- **読解テキスト**
↓↓↓
デジタル田園タウン研究会_第9回(20230526)
デジタル田園タウン研究会(第9回)を開催しました。
当日の研究会の概要をご紹介いたします。
概要
日時:2023年5月26日
アジェンダ
各地域の取組状況について情報共有
香川県高松市の実例を基に、新旧システムの連携と活用方法についての講演。
各地域の取組状況
矢吹町
既存システムと新システムの連携
地理情報システム(GIS)の導入とオープンデータ化の取り組みについて言及。住民公開用GISの導入で地域情報の可視化を進めたが、数値情報の提供にはまだ課題があると述べました。
その他の地域について
小松市の事例は、統合型公開型GISの導入を進めており、既存システムとの連携が課題となっていると報告。副市長の指示で、DX推進体制を整え、今後のシステム連携を検討中と説明しました。小規模自治体でのデータ連携基盤導入に関するコスト問題に触れ、OSS(オープンソースソフトウェア)の活用を提案。これにより、自治体間での低コストなシステム導入が可能となると述べました。
民間視点
データフォーマットの統一とユースケースの蓄積が重要であり、実際のユースケースを増やしていくことで知見を集める必要があると強調しました。
講演内容
テーマ:スマートシティにおけるデータ連携基盤の役割 〜香川県高松市を例に〜
講師:南政樹氏(PwCコンサルティング合同会社 テクノロジー&デジタルコンサルティング)
高松市モデルの詳細
データ基盤の役割
高松市は、データ基盤を中心に据え、アプリケーションを作るための土壌を提供しています。信頼性の高いデータ基盤により、市民や企業が様々なアプリケーションを開発できる環境を整備しています。この基盤は、地理空間データを活用し、行政サービスの効率化や市民サービスの向上を図るためのものです。具体的には、行政が保有するインフラデータやリアルタイムデータを一元管理し、公開することで、地域の様々なサービスに活用されています。
ベクトルタイルの活用
高松市では、ベクトルタイルフォーマットを使用して地図情報を効率的に表示・共有しています。ベクトルタイルは、地図データをベクトル形式で保存し、ズームレベルに応じて必要なデータのみを表示する技術です。これにより、詳細な地図情報を軽量かつ迅速に提供できます。具体的には、以下のような活用が行われています:
地図情報の効率的な管理:GISデータやリアルタイムデータを一元化し、公開・活用。
災害時の迅速な情報提供:リアルタイムデータを利用して、災害時の避難経路や避難所情報を迅速に提供。
行政サービスの効率化:道路や公共施設の情報をベクトルタイルで管理し、行政業務の効率化を図る。
↑↑↑
- **抽出データ**
↓↓↓
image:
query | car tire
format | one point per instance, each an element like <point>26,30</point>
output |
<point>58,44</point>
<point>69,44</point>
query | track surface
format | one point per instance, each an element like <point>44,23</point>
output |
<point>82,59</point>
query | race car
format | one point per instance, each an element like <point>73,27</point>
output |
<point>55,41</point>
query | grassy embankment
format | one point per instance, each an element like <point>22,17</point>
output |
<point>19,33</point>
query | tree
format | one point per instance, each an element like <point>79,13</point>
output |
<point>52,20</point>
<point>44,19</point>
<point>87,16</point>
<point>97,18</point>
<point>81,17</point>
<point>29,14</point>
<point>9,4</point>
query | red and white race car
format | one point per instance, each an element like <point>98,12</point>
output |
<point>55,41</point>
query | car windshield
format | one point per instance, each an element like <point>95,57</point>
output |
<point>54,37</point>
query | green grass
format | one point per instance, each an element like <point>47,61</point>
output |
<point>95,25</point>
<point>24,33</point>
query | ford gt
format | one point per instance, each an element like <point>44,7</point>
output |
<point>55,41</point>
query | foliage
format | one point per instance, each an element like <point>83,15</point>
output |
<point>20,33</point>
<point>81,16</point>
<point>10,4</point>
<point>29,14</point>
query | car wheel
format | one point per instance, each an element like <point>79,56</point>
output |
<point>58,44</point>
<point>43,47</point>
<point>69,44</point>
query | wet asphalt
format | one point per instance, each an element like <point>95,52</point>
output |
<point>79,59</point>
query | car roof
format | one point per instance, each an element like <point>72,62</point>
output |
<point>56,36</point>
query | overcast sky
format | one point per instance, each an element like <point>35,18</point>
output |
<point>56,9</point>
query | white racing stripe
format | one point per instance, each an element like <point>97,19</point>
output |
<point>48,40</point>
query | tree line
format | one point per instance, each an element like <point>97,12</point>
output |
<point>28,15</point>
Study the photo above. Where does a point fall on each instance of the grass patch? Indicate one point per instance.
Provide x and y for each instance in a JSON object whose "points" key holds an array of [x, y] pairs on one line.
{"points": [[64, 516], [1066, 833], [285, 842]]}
↑↑↑
- **課題の要件**
(A) デジタル田園タウン研究会の報告文によると、第9回で講演を行った講師は誰ですか。
(B) デジタル田園タウン研究会の報告文で「高松市は、データ基盤を中心に据え」から始まる段落を、主な事実を残して短くまとめてください。
(C) デジタル田園タウン研究会の報告文について、最後の文のあとに続く内容を書いてください。

- **各課題の結果**
(A) PwCコンサルティング合同会社テクノロジー&デジタルコンサルティングの南政樹氏です。

(B) 高松市はデータ基盤を中心に据え、市民や企業がアプリケーションを開発できる環境を整えています。この基盤は地理空間データを活用し、行政サービスの効率化と市民サービスの向上を目指すものです。行政が持つインフラデータやリアルタイムデータを一元管理して公開し、地域のさまざまなサービスに役立てています。

(C)
マイセーフティマップの導入
高松市は、災害時の避難誘導アプリ「マイセーフティマップ」を導入しています。このアプリは、ユーザーの現在地情報を元に、最適な避難経路を提供する機能を備えています。具体的な特徴としては:
リアルタイム避難誘導:ユーザーが現在地を入力すると、災害の種類や状況に応じて最適な避難経路を提示。
多機能な災害情報提供:洪水や地震など、異なる災害に対して適切な避難情報を提供。
利用者フィードバックの反映:リリース後、市民からの問い合わせやフィードバックを元に、機能改善を進めている。
高松市のデジタル施策
高松市は「フリーアドレスシティ高松」を掲げ、デジタル施策を推進しています。これには、オープンデジタルマップや地域通貨の導入が含まれます。具体的には:
オープンデジタルマップ:高松市内の地図を無償で提供し、誰でもアクセス可能な形で公開。これにより、地域のイベントやサービスの情報を簡単に取得・活用できる。
地域通貨の導入:地域経済の活性化を図るため、デジタル財布を利用した地域通貨の導入を進めています。これにより、地域内での消費を促進し、経済循環を支援。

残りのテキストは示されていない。